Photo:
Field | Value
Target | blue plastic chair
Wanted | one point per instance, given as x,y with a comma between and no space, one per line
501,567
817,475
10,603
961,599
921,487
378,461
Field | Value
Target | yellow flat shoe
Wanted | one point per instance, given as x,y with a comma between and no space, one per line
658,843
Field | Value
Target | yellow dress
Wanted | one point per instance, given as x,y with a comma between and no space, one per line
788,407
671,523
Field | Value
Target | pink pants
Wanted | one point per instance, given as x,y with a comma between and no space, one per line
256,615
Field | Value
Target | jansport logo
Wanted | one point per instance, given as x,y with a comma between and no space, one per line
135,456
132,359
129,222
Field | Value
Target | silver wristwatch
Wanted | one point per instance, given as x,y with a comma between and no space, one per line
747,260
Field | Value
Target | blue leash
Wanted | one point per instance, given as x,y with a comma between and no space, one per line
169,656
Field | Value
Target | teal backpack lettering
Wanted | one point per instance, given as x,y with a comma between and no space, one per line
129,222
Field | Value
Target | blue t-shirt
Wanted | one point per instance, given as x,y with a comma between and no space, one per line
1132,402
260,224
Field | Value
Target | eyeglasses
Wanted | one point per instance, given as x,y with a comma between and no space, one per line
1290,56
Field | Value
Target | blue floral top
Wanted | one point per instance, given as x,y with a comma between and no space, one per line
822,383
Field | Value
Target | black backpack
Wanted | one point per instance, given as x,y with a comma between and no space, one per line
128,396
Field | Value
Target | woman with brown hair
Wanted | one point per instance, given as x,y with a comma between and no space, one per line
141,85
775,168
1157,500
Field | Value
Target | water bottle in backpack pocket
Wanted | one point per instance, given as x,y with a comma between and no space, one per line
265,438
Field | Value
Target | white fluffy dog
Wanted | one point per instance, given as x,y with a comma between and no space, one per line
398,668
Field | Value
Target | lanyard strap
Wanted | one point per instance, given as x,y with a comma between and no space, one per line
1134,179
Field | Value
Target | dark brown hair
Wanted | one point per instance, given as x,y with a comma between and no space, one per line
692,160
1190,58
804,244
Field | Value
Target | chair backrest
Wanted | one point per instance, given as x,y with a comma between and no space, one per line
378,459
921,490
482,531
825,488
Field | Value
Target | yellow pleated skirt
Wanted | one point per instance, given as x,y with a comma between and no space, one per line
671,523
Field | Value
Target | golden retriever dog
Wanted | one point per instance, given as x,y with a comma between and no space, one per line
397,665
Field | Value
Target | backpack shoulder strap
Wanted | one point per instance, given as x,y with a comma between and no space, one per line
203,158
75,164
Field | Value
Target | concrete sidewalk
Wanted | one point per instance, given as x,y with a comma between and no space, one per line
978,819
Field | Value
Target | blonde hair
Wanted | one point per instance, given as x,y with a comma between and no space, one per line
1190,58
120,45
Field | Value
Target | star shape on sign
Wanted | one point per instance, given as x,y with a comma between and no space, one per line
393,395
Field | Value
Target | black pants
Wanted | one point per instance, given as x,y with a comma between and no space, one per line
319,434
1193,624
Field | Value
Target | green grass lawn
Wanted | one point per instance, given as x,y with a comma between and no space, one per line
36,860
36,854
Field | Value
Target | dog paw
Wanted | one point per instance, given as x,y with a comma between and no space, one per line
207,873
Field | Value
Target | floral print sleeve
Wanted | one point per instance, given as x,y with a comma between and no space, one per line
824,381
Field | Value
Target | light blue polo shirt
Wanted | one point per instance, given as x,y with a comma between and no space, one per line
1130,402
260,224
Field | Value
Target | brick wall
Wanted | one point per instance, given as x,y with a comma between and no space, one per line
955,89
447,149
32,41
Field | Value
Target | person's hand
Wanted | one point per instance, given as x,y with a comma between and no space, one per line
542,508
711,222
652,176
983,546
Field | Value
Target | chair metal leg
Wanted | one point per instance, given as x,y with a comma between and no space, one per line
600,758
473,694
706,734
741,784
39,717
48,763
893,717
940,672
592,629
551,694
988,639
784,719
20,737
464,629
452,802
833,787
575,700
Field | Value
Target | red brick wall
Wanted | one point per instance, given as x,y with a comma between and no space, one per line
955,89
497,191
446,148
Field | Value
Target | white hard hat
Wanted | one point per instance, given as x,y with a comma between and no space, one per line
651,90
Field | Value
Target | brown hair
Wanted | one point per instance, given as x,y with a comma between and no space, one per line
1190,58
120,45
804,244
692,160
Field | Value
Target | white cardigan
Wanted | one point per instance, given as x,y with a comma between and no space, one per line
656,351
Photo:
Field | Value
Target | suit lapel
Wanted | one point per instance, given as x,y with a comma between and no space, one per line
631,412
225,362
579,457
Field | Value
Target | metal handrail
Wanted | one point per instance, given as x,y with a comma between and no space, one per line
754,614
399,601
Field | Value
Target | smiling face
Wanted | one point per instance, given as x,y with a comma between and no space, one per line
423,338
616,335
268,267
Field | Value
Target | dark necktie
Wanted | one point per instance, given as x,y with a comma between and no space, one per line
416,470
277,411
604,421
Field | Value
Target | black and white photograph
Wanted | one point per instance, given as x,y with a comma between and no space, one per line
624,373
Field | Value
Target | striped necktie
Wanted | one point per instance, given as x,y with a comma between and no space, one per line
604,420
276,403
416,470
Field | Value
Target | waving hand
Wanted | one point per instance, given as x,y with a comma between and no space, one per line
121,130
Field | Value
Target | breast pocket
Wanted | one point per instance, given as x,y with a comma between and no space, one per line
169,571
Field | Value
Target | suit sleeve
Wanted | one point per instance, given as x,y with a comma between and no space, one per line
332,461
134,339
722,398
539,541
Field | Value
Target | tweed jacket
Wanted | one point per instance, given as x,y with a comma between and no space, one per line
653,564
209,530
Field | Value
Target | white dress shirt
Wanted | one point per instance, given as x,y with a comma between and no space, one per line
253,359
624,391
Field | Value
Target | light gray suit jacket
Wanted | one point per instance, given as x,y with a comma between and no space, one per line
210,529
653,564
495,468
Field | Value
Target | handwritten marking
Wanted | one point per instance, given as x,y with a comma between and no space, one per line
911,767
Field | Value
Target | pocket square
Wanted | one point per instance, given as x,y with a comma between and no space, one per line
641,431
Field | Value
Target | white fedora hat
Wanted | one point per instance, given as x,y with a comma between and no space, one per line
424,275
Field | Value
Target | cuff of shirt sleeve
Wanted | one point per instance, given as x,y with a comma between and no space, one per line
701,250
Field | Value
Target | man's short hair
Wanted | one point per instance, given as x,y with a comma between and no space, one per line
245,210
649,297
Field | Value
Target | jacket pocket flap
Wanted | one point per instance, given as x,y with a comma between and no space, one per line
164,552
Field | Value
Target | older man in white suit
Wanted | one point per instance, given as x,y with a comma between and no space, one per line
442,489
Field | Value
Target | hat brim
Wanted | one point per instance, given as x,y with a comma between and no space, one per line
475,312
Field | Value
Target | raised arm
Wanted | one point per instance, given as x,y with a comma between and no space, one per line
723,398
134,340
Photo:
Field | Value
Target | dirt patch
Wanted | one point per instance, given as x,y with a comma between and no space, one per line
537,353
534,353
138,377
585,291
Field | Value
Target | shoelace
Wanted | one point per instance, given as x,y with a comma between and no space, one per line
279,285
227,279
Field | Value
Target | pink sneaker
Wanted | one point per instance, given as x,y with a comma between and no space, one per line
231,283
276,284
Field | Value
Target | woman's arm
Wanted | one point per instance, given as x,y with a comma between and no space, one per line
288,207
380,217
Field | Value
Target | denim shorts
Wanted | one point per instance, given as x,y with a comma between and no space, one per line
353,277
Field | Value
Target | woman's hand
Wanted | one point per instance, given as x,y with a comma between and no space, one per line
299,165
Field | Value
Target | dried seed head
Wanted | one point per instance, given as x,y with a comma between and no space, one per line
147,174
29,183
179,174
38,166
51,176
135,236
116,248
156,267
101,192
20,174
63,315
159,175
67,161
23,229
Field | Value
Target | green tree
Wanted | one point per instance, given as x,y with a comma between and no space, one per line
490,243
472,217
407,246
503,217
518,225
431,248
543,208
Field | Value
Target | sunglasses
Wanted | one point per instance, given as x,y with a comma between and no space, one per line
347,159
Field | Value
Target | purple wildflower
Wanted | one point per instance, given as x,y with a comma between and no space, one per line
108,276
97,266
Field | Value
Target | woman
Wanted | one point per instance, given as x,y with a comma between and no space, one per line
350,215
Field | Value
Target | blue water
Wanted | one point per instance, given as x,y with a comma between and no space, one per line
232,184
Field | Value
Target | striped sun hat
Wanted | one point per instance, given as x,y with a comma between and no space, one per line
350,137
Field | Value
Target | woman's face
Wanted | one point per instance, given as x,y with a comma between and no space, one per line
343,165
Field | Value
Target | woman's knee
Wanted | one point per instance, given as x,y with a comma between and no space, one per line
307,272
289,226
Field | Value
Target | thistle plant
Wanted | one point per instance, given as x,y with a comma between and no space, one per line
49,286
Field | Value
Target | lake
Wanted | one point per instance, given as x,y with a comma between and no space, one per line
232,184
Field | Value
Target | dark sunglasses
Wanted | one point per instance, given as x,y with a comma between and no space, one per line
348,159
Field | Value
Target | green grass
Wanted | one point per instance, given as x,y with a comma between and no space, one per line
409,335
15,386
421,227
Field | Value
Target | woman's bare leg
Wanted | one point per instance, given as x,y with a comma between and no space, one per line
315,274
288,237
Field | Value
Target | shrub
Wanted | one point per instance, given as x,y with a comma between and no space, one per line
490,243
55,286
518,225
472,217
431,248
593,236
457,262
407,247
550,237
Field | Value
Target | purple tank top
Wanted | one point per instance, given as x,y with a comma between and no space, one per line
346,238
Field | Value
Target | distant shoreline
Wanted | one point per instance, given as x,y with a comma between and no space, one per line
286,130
++++++++++++++++++++
Exercise requirements. Here the job is to output the lines from the start of the material through the line with "Target | yellow flat shoe", inclusive, exactly and with nothing else.

Output of the exercise.
Photo:
Field | Value
Target | blue plastic chair
Wanted | one point per instance, given as x,y with a comma between and no space, one per line
501,567
817,475
10,603
961,599
921,487
378,461
Field | Value
Target | yellow flat shoe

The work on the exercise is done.